[What the exercise asks]
Report every line of the data that includes "sign".

[Exercise inputs]
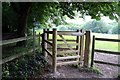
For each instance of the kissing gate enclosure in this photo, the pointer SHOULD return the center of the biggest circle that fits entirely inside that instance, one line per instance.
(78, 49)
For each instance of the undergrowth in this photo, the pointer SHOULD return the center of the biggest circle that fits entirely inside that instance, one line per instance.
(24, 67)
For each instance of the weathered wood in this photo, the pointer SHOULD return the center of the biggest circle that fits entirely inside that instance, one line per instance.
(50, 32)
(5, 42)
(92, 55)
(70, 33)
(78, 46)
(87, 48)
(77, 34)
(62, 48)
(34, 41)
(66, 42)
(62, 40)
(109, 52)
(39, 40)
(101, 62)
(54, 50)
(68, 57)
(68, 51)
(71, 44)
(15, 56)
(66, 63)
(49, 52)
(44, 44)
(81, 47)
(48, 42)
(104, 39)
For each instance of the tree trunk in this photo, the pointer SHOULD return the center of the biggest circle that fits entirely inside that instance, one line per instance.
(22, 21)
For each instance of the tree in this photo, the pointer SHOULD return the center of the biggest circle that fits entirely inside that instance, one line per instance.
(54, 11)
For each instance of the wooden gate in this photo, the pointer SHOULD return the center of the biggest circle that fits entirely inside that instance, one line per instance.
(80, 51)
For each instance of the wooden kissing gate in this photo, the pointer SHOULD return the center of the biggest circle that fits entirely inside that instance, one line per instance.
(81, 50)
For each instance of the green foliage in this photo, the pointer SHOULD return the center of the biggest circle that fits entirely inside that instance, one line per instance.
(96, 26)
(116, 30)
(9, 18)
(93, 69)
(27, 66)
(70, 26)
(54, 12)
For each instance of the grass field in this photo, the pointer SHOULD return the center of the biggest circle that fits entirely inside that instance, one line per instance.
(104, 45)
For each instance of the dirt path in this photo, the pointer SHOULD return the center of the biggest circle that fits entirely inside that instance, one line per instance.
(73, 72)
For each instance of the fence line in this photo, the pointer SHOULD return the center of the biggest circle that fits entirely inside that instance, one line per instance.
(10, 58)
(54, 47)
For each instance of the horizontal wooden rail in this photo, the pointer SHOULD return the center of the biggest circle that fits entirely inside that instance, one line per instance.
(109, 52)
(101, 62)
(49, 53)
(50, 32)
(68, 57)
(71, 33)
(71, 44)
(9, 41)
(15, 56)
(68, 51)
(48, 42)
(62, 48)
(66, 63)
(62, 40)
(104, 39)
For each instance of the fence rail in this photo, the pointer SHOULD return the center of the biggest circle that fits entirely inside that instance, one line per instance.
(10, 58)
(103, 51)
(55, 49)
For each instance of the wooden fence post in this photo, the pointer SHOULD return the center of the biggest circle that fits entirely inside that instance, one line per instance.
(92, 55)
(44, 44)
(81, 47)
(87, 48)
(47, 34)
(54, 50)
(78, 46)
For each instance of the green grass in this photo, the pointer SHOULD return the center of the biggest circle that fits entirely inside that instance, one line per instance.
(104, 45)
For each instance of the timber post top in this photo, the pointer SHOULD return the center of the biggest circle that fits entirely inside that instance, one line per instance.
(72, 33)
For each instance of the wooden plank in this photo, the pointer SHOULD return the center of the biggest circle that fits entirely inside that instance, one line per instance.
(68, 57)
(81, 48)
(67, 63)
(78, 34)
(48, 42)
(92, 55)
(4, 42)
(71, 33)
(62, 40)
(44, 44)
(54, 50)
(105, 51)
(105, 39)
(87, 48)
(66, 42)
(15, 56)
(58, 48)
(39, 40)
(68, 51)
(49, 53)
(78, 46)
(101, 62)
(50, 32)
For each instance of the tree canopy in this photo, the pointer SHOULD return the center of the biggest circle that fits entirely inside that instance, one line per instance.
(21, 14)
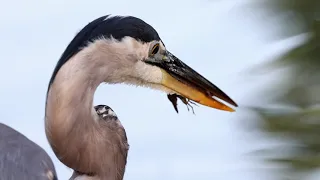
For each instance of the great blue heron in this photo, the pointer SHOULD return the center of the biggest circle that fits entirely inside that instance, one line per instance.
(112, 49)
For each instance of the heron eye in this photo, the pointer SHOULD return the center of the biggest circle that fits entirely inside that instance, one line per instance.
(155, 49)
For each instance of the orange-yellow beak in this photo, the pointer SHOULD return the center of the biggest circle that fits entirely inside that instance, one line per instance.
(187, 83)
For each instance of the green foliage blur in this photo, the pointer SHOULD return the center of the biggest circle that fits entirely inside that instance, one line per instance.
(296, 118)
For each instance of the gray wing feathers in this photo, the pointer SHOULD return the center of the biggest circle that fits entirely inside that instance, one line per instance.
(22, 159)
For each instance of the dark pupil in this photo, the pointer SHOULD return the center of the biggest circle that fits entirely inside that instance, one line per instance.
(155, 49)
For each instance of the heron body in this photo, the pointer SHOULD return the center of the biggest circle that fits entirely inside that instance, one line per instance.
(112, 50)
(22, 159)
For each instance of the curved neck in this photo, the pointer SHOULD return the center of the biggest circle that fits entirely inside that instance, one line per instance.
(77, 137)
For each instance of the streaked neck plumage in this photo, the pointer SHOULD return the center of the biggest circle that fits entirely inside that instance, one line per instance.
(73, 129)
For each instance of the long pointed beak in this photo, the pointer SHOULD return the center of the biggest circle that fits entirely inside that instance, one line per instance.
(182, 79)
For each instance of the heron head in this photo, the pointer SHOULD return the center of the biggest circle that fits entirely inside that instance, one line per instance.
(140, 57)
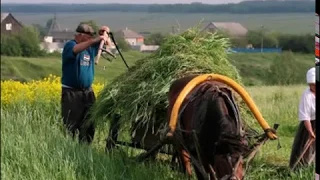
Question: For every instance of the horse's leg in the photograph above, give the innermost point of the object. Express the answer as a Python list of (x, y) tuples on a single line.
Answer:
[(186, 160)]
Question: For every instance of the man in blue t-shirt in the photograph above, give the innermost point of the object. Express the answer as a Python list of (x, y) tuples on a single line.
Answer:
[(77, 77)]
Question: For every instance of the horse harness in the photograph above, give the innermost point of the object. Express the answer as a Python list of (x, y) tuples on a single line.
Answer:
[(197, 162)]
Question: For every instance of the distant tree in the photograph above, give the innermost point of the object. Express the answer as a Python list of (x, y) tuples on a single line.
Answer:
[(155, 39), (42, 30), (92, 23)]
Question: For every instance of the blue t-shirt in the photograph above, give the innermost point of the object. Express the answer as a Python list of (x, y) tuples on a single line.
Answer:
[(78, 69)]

---

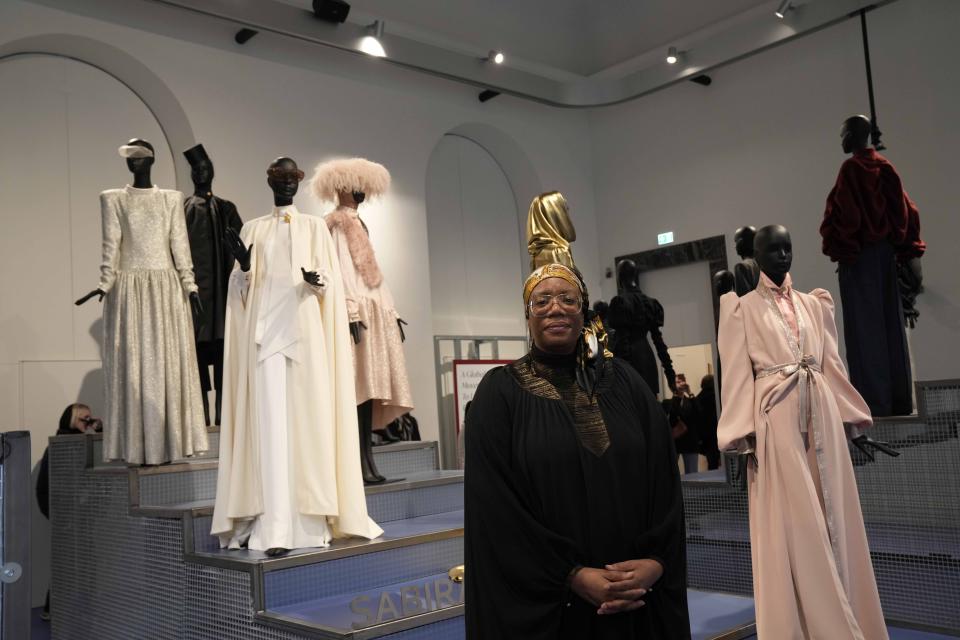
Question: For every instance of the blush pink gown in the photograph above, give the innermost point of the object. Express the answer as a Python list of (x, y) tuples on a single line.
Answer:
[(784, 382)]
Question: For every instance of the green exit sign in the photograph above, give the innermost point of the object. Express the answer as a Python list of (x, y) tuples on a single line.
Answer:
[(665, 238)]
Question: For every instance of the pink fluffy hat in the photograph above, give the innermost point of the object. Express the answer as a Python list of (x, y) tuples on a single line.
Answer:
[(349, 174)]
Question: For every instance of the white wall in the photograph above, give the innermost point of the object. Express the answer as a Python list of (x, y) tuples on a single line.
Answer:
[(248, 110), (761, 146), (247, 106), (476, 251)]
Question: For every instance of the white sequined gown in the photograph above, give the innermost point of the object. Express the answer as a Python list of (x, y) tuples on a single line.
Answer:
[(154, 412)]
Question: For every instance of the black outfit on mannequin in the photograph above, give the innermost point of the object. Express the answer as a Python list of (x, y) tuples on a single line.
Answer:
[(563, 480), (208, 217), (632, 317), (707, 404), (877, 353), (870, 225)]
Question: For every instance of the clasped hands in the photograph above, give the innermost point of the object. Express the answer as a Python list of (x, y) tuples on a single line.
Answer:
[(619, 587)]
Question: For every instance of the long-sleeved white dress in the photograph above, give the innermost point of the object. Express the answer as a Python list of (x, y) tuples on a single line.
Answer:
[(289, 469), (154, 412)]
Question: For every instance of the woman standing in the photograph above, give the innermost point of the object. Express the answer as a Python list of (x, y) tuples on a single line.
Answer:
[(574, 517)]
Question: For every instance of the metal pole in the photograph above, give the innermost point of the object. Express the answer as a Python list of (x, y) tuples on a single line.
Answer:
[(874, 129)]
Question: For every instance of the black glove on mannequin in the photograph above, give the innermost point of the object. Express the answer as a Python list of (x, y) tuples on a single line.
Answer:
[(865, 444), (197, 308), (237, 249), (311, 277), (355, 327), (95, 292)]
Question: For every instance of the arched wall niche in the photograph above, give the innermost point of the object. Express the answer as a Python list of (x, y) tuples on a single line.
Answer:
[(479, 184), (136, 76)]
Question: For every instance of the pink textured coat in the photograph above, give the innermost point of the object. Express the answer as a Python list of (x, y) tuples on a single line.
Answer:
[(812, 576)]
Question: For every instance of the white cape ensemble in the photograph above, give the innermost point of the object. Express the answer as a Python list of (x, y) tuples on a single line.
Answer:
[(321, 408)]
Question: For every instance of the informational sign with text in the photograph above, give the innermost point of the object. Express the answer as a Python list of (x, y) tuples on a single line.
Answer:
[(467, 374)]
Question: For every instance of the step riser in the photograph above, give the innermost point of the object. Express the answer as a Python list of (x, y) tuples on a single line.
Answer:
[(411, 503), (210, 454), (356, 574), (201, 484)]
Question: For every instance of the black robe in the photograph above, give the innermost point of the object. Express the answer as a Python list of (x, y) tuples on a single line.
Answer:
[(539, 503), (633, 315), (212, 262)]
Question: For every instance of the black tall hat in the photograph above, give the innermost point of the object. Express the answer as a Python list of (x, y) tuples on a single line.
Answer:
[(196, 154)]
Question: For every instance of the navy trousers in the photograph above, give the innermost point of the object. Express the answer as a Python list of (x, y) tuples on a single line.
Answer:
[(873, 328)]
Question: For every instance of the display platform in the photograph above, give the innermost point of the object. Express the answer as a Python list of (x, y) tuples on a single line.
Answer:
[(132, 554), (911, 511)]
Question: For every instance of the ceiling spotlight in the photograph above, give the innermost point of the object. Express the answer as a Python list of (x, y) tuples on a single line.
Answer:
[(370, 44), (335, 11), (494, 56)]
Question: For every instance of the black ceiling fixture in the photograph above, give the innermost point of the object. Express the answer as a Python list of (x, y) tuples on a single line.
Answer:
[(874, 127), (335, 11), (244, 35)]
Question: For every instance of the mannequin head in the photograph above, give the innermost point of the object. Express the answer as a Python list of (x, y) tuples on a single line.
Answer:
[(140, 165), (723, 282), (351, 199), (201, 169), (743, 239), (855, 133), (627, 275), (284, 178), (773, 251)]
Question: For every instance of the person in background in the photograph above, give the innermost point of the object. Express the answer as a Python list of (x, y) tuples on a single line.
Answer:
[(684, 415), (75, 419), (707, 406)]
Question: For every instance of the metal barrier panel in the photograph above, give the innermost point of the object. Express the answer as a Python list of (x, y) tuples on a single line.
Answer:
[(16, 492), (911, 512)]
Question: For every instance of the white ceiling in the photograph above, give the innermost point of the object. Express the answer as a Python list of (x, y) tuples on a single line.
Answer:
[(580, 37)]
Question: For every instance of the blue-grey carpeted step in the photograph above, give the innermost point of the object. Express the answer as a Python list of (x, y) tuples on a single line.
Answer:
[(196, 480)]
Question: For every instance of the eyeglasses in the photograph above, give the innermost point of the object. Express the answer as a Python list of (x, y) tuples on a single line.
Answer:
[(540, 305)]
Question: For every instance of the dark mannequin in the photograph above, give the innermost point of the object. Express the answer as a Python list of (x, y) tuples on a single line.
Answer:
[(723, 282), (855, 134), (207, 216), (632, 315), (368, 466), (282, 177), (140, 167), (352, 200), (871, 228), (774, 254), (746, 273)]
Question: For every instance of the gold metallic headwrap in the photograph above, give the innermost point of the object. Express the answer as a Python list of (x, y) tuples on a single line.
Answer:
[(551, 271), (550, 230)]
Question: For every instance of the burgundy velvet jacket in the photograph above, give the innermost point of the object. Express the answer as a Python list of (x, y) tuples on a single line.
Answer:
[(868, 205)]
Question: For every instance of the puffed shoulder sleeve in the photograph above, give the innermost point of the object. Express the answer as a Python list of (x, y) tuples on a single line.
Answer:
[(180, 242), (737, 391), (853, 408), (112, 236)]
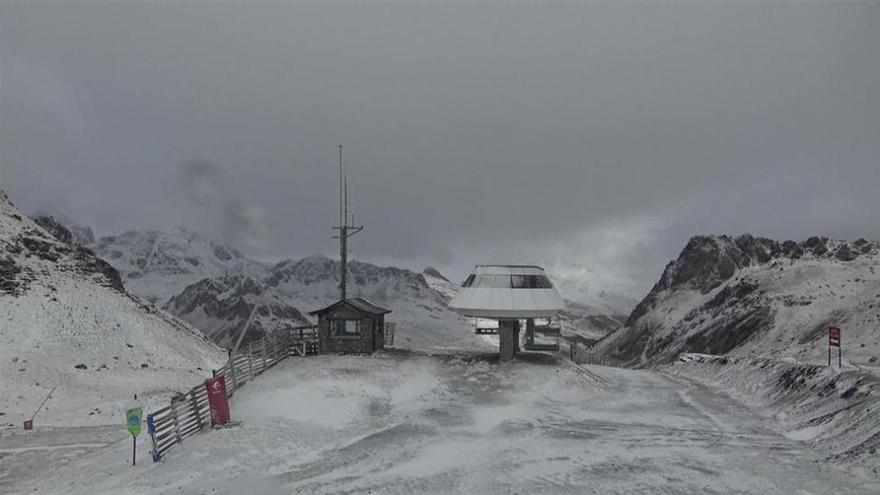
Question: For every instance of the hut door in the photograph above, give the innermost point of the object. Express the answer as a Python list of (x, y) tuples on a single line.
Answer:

---

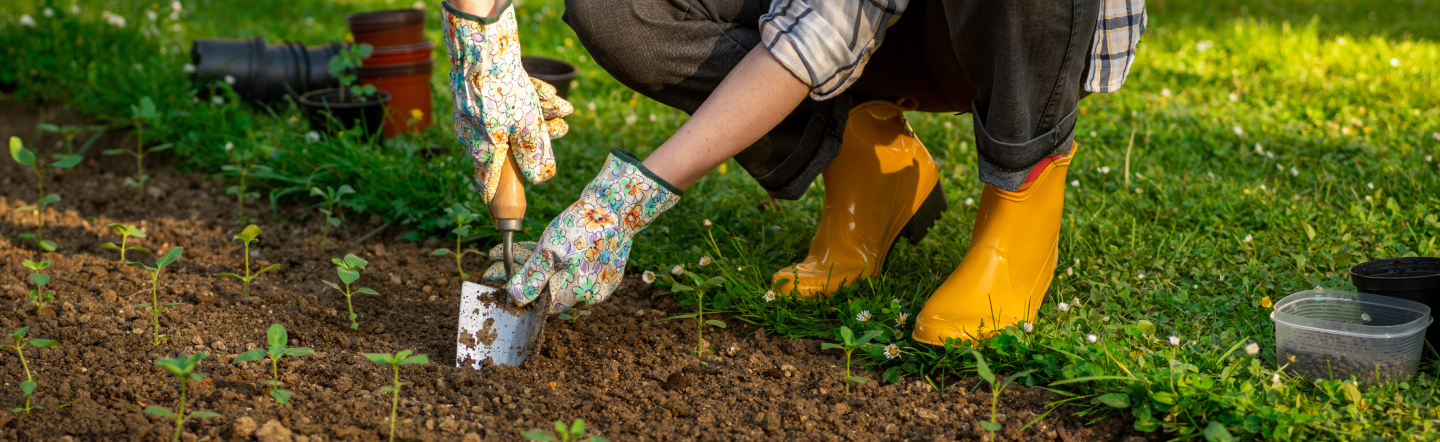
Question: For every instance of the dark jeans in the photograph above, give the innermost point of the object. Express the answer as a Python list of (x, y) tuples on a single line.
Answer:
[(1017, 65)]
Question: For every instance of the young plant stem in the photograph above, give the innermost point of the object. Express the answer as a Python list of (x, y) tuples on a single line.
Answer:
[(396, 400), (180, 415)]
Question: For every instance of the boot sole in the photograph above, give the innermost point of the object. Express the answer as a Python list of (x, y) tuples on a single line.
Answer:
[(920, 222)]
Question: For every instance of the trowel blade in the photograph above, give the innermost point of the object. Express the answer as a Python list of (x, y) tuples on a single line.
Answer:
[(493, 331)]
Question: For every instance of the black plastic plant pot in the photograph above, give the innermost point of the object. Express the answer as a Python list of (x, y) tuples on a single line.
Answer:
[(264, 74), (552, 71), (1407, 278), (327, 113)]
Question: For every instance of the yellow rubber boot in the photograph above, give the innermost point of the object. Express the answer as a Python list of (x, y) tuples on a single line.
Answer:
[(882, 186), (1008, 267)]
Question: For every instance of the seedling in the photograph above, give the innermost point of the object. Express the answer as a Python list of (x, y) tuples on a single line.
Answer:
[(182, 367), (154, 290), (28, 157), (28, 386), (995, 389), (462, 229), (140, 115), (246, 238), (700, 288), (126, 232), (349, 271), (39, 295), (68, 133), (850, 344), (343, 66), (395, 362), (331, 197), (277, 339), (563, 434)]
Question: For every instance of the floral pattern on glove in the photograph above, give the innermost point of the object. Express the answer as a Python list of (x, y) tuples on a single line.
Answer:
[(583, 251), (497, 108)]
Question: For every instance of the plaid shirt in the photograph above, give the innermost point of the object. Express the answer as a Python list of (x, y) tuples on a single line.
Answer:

[Reply to the exercise]
Question: For every instance of the green exit sign in the photograph above, give the innermost point of the object. Express the answer as a Python list of (x, y) tuples on a single line.
Question: For every instance of the informational sign with text in the photograph above, give the innermost point of the object. Express the answer as a Python list of (x, y) tuples on a single line.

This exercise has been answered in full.